Written instruction => Reproduce the records word for word, from their start through the line containing "pixel 258 330". Leave the pictures out of your copy.

Data provided =>
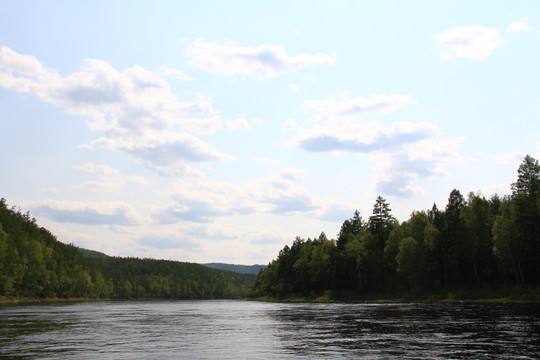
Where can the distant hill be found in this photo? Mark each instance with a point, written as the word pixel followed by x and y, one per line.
pixel 34 264
pixel 242 269
pixel 92 253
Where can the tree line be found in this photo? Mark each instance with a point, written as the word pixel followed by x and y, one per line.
pixel 34 264
pixel 473 241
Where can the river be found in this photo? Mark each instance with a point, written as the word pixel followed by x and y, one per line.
pixel 256 330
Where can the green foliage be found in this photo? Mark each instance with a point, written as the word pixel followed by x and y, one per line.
pixel 34 264
pixel 473 242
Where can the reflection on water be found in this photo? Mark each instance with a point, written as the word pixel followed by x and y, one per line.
pixel 241 330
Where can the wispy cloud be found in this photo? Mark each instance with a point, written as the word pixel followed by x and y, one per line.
pixel 204 201
pixel 108 179
pixel 89 213
pixel 519 26
pixel 405 152
pixel 134 109
pixel 264 61
pixel 344 105
pixel 471 42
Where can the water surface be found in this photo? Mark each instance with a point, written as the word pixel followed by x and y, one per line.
pixel 254 330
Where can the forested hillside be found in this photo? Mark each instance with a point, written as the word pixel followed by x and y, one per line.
pixel 473 241
pixel 242 269
pixel 34 264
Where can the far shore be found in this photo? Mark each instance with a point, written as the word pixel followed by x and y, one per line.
pixel 521 294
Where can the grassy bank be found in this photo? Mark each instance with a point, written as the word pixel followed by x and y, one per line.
pixel 484 294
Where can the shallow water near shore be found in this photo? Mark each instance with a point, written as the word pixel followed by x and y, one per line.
pixel 258 330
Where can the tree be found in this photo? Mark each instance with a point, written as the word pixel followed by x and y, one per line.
pixel 410 262
pixel 454 238
pixel 380 221
pixel 526 198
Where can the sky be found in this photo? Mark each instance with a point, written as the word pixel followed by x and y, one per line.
pixel 218 131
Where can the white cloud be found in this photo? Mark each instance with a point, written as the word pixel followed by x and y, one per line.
pixel 519 26
pixel 293 88
pixel 175 73
pixel 258 122
pixel 168 153
pixel 397 171
pixel 168 240
pixel 511 157
pixel 404 152
pixel 264 61
pixel 499 189
pixel 363 137
pixel 90 213
pixel 109 179
pixel 134 109
pixel 344 105
pixel 239 124
pixel 471 42
pixel 203 201
pixel 290 124
pixel 293 174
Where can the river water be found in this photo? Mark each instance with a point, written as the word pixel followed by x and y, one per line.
pixel 256 330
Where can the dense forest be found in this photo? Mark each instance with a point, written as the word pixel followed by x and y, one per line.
pixel 473 241
pixel 243 269
pixel 34 264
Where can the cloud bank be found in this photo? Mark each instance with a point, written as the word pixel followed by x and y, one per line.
pixel 405 152
pixel 134 109
pixel 470 42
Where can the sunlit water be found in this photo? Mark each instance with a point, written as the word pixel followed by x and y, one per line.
pixel 254 330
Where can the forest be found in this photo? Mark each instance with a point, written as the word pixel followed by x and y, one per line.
pixel 35 265
pixel 472 242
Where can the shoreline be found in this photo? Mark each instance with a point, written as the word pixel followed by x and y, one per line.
pixel 465 295
pixel 482 295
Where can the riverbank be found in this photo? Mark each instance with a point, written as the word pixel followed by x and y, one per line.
pixel 6 300
pixel 486 294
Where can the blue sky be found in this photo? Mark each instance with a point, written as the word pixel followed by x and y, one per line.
pixel 218 131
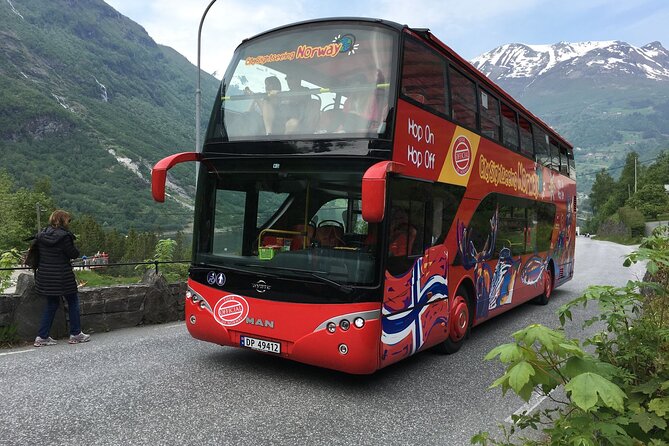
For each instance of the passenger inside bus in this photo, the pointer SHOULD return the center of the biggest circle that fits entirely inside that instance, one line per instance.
(402, 234)
(296, 104)
(269, 105)
(361, 106)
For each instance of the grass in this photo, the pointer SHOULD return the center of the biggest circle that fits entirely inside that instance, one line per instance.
(93, 278)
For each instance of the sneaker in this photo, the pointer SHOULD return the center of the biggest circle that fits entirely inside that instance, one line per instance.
(81, 337)
(40, 342)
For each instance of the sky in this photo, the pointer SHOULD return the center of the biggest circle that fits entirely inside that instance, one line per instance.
(470, 27)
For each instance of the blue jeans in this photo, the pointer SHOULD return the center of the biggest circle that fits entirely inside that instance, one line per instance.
(52, 304)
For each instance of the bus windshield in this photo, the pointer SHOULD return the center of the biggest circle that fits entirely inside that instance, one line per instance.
(299, 225)
(310, 81)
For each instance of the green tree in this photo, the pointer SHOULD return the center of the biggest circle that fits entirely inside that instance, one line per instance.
(90, 235)
(18, 212)
(651, 200)
(601, 190)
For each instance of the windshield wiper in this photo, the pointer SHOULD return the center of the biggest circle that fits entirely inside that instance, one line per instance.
(345, 288)
(340, 286)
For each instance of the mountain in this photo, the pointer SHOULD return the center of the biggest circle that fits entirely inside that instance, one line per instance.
(607, 98)
(90, 101)
(597, 60)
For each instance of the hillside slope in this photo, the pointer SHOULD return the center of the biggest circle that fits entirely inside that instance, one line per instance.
(89, 100)
(608, 98)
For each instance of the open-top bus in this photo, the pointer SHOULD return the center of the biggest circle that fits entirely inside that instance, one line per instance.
(364, 194)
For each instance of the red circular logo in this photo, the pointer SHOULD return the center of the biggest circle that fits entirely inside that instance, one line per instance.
(231, 310)
(462, 155)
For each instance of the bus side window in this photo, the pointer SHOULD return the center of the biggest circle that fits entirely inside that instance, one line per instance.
(541, 150)
(409, 232)
(564, 164)
(463, 92)
(489, 116)
(545, 222)
(509, 127)
(526, 143)
(555, 155)
(424, 76)
(572, 165)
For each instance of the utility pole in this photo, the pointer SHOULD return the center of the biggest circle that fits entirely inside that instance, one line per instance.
(198, 91)
(636, 158)
(38, 209)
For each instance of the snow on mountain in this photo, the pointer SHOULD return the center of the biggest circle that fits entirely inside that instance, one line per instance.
(581, 59)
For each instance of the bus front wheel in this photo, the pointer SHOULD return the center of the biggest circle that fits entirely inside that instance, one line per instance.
(459, 324)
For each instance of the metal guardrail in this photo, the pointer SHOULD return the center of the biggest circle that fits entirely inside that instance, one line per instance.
(79, 263)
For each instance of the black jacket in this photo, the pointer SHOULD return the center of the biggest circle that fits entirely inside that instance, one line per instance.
(54, 275)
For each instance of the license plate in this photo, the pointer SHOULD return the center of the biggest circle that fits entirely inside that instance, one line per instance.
(260, 344)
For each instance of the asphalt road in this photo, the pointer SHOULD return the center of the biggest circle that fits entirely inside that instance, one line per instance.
(157, 385)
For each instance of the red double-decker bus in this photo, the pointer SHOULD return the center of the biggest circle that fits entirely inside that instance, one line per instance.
(364, 193)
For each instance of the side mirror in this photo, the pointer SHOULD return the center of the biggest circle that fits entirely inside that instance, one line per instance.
(374, 189)
(159, 172)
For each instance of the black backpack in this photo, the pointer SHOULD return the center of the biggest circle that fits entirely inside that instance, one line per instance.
(31, 258)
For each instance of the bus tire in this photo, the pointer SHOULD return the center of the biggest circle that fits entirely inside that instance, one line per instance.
(460, 322)
(545, 296)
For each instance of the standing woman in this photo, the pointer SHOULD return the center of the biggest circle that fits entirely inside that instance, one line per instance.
(55, 278)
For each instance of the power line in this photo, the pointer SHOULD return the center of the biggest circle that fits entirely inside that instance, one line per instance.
(615, 168)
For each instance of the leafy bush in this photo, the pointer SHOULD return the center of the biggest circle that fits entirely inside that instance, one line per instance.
(618, 395)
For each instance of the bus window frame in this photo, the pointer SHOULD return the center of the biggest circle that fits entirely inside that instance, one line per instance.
(445, 62)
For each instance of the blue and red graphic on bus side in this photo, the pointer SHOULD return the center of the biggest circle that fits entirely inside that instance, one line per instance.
(415, 306)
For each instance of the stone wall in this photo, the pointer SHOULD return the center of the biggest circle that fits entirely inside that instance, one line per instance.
(152, 301)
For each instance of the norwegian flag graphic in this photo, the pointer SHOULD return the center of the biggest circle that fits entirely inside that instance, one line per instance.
(407, 316)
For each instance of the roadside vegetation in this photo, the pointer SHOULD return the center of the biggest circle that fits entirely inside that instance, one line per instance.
(18, 218)
(619, 211)
(612, 388)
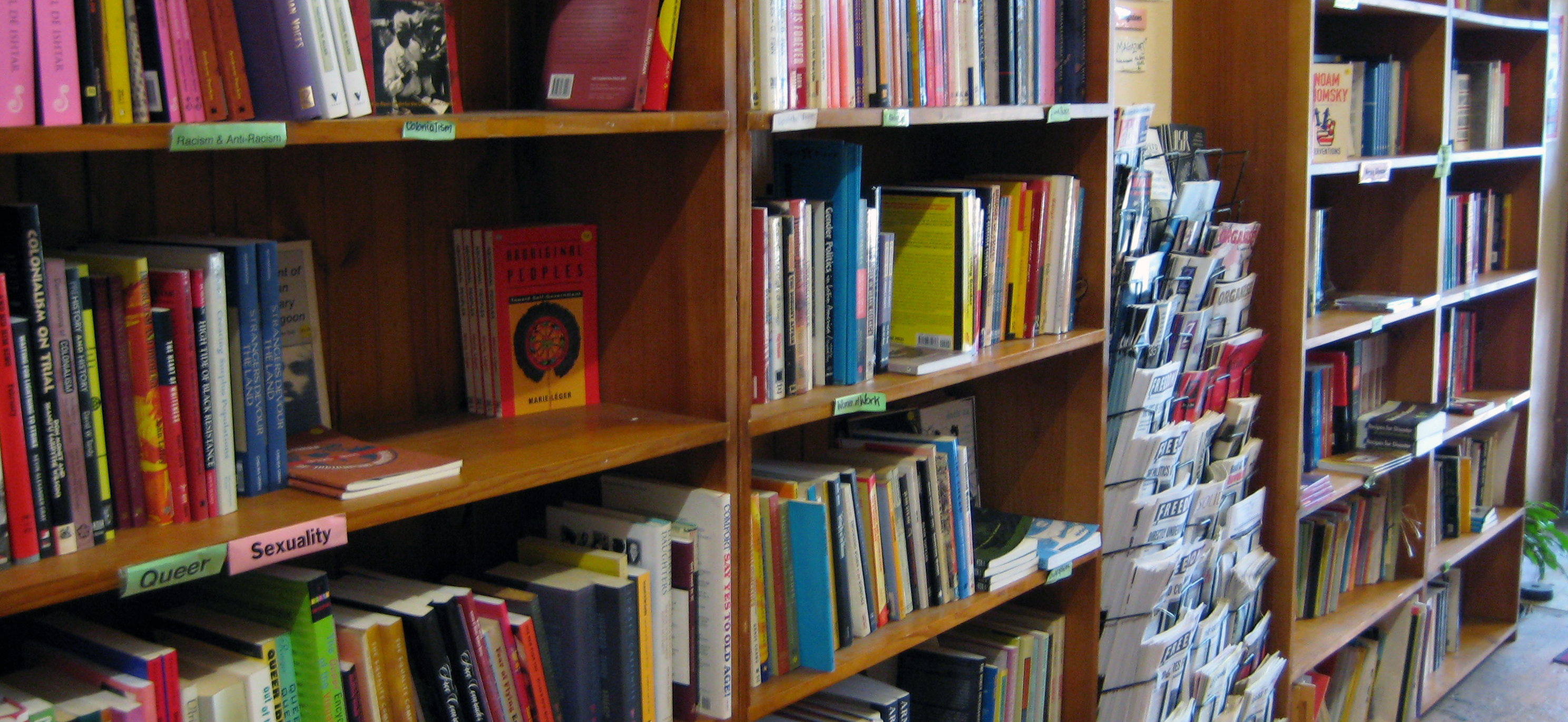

Response to the task =>
Where can the distant hill be found in this photo? Mark each instance with a point, written as the word pixel followed by x and y, one per line.
pixel 34 264
pixel 242 269
pixel 92 253
Where can the tree line be found in this photo? Mark each instance with a point, written as the word pixel followed by x and y, one per line.
pixel 34 264
pixel 473 241
Where can the river be found in this photo? Mark each instance with a point, written as the word pixel followed by x and y, one per line.
pixel 256 330
Where can the green foliage be found in this photo? Mark each instance with a point, written as the word pixel followed by x and y, one per line.
pixel 34 264
pixel 473 242
Where can the reflection on water be found in this photo? Mark each instance with a point, written as the word pixel followed by x and y, one per line.
pixel 241 330
Where can the wispy cloud be found in this photo? Mark each instance with a point, written as the word pixel followed by x and y, one per line.
pixel 204 201
pixel 108 179
pixel 89 213
pixel 519 26
pixel 405 152
pixel 134 109
pixel 264 61
pixel 344 105
pixel 471 42
Where can the water surface be found in this photo? Mark each instance with a point, written as the word pixel followed by x and y, one per line.
pixel 254 330
Where can the forested hillside be found in this photo? Mark each instance with a point, written as the word pixel followed by x and y, one per line.
pixel 473 241
pixel 242 269
pixel 34 264
Where can the far shore be found in this photo? Mark each instance with a point, written as the word pixel followed by x and y, one per line.
pixel 521 294
Where can the grassy bank be found in this photo? Mark each instance with a point, written as the word pixel followed by x and y, one per line.
pixel 484 294
Where can the shallow water near shore be found in this photo? Mark each instance with a point, written as the word pixel followed by x and y, one per line.
pixel 258 330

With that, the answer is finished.